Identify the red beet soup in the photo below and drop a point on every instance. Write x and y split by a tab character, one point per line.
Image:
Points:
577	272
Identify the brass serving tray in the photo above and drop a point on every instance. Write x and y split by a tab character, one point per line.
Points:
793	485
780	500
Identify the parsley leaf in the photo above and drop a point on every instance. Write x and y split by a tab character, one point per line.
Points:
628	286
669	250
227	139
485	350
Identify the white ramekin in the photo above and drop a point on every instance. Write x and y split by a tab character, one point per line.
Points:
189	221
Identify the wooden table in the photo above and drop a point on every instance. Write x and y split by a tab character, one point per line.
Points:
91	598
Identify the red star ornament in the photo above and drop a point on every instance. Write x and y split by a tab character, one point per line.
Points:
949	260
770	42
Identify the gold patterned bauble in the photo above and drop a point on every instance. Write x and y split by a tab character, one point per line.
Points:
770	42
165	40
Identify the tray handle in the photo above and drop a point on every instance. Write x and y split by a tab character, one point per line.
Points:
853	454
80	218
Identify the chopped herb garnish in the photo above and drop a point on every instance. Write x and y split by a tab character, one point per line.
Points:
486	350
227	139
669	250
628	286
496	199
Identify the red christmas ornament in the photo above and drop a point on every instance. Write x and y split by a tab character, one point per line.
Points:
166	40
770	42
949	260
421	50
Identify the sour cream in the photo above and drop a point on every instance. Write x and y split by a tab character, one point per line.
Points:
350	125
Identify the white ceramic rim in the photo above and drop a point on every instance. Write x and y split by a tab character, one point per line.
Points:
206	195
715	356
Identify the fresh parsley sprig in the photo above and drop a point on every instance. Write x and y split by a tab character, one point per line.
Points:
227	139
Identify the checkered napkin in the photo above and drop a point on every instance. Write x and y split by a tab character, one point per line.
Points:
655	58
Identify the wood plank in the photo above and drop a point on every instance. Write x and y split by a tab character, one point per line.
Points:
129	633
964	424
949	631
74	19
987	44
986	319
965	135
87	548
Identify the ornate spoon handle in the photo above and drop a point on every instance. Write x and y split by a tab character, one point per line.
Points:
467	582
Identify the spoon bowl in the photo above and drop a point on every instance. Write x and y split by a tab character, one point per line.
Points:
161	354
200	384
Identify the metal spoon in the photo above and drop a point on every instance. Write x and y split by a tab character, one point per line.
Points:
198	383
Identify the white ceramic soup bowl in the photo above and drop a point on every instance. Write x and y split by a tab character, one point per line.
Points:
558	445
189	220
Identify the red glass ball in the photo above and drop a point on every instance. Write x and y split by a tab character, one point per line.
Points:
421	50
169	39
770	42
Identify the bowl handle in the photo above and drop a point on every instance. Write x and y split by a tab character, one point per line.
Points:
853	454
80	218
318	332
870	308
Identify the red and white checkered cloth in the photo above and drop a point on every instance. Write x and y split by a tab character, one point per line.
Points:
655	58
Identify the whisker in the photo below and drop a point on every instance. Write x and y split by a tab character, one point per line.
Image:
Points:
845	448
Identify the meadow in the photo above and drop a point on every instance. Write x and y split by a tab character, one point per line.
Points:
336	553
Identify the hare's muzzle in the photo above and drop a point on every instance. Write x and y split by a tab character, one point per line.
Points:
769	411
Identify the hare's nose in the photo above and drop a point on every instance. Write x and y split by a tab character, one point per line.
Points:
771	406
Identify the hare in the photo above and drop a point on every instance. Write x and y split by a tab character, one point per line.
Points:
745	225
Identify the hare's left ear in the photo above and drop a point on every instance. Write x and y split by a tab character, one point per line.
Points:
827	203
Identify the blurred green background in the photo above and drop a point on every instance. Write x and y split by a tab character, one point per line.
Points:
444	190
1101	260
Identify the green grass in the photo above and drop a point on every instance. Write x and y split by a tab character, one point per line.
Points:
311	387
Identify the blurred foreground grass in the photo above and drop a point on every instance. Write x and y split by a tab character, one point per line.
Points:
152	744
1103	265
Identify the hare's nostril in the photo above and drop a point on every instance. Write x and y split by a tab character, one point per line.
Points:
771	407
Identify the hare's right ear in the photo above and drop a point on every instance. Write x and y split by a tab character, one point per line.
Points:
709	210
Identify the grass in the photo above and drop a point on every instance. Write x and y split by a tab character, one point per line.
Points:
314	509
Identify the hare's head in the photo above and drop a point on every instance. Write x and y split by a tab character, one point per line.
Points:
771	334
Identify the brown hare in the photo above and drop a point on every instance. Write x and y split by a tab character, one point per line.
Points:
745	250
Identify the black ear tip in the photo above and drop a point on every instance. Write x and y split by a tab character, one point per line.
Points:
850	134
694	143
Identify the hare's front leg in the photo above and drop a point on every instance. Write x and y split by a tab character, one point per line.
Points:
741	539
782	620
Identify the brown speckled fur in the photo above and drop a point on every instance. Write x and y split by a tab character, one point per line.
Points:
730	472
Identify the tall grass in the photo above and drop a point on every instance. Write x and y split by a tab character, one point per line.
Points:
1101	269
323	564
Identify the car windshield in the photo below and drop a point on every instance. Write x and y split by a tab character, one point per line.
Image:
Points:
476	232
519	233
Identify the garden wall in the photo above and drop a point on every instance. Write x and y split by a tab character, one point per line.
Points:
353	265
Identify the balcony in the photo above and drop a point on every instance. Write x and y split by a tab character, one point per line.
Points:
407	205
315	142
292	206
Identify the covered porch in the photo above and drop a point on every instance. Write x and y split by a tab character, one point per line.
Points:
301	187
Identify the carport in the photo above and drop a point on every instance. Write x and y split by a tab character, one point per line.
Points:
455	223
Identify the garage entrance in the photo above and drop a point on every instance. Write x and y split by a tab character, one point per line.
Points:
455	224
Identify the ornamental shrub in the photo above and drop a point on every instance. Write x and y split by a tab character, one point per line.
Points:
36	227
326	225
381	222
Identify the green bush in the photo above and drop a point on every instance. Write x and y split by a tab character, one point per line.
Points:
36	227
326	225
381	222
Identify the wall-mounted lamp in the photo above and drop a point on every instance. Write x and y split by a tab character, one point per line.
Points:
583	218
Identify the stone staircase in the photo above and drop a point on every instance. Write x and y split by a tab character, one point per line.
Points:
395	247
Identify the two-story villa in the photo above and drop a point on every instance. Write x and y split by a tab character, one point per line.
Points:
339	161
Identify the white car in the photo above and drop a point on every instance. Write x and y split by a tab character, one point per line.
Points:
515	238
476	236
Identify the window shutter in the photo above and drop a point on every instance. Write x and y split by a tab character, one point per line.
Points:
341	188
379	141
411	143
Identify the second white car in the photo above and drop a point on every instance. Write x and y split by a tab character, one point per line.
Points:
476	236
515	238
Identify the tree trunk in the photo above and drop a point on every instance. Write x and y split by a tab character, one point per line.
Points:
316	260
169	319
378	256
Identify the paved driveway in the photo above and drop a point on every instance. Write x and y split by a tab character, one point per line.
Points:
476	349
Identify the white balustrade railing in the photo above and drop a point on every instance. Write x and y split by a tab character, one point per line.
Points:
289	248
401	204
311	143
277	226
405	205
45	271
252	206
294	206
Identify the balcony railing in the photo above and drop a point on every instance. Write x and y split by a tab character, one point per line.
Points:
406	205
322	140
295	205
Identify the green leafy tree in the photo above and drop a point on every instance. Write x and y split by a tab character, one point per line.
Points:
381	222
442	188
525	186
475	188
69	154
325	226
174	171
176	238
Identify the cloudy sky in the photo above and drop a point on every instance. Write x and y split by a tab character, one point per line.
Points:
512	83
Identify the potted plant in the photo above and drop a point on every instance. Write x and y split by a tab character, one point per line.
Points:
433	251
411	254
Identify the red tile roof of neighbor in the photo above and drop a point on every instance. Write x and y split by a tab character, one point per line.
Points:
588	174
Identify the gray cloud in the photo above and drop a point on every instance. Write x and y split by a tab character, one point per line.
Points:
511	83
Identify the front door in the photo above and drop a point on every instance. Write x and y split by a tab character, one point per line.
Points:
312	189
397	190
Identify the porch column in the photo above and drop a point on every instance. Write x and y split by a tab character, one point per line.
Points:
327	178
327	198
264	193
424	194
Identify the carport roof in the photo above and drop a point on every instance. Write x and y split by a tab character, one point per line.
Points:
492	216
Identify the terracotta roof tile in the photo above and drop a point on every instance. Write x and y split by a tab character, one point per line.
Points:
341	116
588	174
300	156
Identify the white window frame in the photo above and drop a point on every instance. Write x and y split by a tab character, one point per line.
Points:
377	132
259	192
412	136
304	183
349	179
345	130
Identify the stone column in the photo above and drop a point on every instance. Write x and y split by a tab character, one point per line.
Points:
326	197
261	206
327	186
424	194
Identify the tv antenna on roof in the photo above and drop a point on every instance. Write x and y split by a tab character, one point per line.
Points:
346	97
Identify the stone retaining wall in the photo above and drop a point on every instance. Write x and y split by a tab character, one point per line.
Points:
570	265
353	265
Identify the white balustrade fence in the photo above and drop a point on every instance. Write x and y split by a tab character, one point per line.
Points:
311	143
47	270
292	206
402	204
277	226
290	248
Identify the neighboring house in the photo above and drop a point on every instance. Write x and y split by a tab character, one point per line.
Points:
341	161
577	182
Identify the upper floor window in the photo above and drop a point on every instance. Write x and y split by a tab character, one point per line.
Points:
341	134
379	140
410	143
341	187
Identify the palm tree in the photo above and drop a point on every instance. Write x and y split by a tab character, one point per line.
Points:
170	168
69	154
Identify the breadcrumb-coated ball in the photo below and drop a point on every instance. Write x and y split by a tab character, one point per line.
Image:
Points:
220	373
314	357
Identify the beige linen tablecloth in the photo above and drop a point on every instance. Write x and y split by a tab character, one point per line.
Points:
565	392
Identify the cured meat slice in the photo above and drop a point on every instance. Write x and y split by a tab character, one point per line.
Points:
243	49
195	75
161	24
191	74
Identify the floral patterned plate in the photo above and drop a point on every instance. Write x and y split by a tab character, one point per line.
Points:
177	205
+---+
## REQUIRED ACTION
Filter the data above, keeping only lines that include the string "balcony".

## WRITTEN SOLUTION
Identify the balcony in the photo above and drop a point on every instance. Write x and y split by a tab character, one point per line.
Identify the balcony railing in the photo above and drop a point on every instance. Write x and y split by a tab character, one point per line.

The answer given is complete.